### Problem to work on
Reproduce only the lines that run from the line with "Could you please annotate the red bell" to the last line of the material, both ends included, exactly as they appear.

------ Available data ------

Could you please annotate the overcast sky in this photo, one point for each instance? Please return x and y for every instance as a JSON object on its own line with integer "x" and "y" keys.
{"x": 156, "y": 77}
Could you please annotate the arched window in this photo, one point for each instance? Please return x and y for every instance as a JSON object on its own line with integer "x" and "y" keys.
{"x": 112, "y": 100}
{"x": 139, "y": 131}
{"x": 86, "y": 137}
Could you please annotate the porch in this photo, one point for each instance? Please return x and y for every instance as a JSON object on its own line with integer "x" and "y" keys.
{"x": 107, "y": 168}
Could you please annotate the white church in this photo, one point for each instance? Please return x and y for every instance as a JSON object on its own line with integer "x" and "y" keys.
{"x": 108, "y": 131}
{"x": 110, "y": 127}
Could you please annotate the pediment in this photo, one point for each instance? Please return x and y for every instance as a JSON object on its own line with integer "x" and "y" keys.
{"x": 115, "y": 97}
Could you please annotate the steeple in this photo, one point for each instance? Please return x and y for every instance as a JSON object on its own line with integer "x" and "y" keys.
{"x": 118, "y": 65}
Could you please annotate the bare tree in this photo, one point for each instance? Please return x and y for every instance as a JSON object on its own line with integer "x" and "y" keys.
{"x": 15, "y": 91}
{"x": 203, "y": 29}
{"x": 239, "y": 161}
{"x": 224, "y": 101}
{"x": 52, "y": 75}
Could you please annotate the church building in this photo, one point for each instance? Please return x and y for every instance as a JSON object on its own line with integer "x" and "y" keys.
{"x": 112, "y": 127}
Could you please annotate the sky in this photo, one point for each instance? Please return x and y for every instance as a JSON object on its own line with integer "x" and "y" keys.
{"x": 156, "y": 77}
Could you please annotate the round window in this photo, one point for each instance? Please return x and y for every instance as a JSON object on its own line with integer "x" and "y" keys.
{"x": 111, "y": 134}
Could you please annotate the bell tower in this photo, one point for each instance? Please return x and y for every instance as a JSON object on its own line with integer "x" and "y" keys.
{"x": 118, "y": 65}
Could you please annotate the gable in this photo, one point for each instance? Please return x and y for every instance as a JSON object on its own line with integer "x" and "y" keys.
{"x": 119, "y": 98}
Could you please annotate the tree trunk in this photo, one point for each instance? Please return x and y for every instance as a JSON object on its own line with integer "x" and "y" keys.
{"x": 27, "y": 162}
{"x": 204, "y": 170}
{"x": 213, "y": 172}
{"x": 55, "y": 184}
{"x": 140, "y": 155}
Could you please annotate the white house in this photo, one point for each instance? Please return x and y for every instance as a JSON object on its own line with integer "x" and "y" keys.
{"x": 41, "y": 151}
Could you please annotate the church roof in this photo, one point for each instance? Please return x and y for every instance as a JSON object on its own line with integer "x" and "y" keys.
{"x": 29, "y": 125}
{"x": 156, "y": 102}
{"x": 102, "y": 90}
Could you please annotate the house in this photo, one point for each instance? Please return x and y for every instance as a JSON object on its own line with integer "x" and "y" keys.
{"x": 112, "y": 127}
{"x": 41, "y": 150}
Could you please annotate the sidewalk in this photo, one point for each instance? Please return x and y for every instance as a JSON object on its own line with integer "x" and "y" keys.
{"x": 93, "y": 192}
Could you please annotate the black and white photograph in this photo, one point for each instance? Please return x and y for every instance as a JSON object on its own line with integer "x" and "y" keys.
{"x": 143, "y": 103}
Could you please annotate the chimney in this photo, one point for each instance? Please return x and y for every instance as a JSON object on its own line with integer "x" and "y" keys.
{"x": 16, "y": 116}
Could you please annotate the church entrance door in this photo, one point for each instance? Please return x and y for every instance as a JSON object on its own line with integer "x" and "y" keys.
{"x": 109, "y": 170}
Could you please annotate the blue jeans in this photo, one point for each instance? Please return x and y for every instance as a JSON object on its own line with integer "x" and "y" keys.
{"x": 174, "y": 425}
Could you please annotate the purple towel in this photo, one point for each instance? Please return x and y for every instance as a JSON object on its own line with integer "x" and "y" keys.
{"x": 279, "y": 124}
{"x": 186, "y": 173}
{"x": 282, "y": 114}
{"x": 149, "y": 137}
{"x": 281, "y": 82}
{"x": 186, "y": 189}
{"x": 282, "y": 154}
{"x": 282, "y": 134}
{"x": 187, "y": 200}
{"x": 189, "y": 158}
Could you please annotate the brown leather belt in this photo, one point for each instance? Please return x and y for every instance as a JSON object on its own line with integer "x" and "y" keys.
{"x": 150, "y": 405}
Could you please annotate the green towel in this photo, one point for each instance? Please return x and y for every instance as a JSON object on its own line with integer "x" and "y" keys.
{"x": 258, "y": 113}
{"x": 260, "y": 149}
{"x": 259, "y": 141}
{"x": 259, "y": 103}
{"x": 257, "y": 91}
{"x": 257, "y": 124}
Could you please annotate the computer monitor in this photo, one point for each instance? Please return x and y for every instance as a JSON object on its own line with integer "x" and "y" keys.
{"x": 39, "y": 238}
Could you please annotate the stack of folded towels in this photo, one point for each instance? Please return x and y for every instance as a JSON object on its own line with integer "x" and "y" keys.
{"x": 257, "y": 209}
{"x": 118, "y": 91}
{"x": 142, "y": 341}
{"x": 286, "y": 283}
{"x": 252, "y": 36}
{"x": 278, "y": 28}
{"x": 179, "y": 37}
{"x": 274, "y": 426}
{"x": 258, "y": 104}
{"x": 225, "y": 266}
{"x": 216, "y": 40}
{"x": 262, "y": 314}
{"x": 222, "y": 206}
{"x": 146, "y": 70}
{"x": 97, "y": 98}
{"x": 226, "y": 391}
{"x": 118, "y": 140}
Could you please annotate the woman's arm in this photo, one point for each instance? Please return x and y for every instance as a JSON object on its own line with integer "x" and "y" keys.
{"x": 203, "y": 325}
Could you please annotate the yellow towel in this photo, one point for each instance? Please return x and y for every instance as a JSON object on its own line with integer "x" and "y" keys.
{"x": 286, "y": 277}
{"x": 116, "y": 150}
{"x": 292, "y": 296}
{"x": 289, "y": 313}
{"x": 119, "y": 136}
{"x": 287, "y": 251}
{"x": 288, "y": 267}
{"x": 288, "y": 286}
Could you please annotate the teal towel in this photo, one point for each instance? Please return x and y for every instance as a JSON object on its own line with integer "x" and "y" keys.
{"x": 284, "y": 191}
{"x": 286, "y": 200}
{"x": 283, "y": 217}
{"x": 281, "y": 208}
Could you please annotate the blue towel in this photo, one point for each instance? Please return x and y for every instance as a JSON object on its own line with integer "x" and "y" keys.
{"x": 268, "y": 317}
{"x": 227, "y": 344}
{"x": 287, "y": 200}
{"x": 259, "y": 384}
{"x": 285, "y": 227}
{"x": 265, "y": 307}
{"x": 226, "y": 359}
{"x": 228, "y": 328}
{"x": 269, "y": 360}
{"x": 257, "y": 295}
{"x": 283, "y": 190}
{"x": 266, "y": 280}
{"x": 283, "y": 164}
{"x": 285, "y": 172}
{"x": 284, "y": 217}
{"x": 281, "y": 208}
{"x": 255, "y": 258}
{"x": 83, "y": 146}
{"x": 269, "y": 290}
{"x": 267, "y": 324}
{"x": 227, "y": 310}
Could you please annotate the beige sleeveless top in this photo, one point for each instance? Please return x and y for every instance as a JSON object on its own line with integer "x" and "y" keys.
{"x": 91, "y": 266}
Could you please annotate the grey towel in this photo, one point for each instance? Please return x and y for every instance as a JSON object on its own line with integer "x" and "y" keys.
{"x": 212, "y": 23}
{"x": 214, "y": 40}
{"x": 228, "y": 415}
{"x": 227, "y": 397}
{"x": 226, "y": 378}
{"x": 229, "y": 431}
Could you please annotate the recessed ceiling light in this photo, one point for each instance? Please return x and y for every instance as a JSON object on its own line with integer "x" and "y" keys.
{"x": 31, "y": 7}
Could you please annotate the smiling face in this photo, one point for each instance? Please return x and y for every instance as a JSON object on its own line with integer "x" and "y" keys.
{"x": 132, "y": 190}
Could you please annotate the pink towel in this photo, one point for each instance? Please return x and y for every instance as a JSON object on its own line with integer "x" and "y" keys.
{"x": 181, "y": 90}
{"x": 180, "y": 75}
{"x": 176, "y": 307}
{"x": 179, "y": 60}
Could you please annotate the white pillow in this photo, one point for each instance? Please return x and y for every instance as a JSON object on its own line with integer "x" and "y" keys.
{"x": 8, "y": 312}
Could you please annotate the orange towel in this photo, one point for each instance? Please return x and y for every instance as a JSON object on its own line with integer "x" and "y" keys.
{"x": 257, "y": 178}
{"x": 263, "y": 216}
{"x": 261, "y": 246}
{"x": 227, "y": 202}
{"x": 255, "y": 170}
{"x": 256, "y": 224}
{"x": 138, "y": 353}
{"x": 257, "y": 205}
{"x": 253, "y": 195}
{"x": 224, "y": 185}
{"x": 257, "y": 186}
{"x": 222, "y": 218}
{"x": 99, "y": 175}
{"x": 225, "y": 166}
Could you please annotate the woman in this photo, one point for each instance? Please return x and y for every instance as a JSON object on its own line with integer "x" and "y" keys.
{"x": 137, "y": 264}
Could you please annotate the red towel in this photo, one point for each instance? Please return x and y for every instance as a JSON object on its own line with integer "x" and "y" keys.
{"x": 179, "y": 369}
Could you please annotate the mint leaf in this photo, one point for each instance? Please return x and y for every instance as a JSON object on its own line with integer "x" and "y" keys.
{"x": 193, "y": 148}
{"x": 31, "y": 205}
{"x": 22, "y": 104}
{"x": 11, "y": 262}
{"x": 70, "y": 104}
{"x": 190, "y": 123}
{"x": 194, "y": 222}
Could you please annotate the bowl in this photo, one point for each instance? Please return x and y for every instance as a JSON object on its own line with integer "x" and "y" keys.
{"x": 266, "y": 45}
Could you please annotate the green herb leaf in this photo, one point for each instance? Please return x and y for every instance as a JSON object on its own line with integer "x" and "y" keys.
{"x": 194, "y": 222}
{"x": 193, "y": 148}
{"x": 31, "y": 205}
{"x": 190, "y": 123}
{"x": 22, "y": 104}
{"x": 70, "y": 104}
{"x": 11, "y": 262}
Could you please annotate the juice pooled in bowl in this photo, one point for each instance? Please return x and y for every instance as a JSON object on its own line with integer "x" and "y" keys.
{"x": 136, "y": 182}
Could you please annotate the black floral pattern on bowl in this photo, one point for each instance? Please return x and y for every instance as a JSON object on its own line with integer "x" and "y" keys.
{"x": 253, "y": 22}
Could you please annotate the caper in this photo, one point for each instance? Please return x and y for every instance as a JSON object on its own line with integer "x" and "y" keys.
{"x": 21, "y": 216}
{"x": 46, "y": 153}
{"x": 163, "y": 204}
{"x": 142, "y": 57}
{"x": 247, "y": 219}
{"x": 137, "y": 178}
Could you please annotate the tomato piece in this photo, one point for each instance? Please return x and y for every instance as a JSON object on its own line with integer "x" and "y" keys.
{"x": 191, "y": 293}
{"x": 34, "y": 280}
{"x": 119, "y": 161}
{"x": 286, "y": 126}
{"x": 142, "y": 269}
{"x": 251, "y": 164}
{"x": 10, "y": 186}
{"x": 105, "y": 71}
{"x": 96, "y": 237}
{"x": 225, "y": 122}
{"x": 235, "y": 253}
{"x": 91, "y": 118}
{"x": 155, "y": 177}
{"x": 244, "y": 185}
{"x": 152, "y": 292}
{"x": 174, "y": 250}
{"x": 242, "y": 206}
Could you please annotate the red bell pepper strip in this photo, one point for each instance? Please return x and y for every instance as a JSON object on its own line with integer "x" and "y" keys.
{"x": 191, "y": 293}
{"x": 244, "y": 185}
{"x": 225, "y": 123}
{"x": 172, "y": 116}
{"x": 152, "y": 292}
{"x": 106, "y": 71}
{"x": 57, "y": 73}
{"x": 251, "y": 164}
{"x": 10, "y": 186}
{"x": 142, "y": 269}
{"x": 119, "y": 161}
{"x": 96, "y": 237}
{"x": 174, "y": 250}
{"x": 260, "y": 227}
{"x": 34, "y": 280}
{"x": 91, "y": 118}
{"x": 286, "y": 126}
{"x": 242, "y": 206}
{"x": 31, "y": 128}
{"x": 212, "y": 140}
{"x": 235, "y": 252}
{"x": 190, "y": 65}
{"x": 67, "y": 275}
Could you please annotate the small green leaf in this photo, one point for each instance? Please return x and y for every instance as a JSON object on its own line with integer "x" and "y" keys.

------

### Result of this task
Could you please annotate the red bell pepper strip in this photo, one point for each instance? Please return x and y for every instance as a JSON object on its own line with integer "x" and "y" keys.
{"x": 191, "y": 293}
{"x": 244, "y": 185}
{"x": 225, "y": 123}
{"x": 172, "y": 116}
{"x": 152, "y": 292}
{"x": 106, "y": 71}
{"x": 57, "y": 73}
{"x": 251, "y": 164}
{"x": 10, "y": 186}
{"x": 142, "y": 269}
{"x": 119, "y": 161}
{"x": 96, "y": 237}
{"x": 174, "y": 250}
{"x": 260, "y": 227}
{"x": 34, "y": 280}
{"x": 91, "y": 118}
{"x": 286, "y": 126}
{"x": 242, "y": 206}
{"x": 31, "y": 128}
{"x": 212, "y": 140}
{"x": 235, "y": 252}
{"x": 190, "y": 65}
{"x": 67, "y": 275}
Could you please annotate the small green leaf in this photo, one point for each instance? Please return x and y for every instance as a JSON object on its own line with integer "x" and "y" keys.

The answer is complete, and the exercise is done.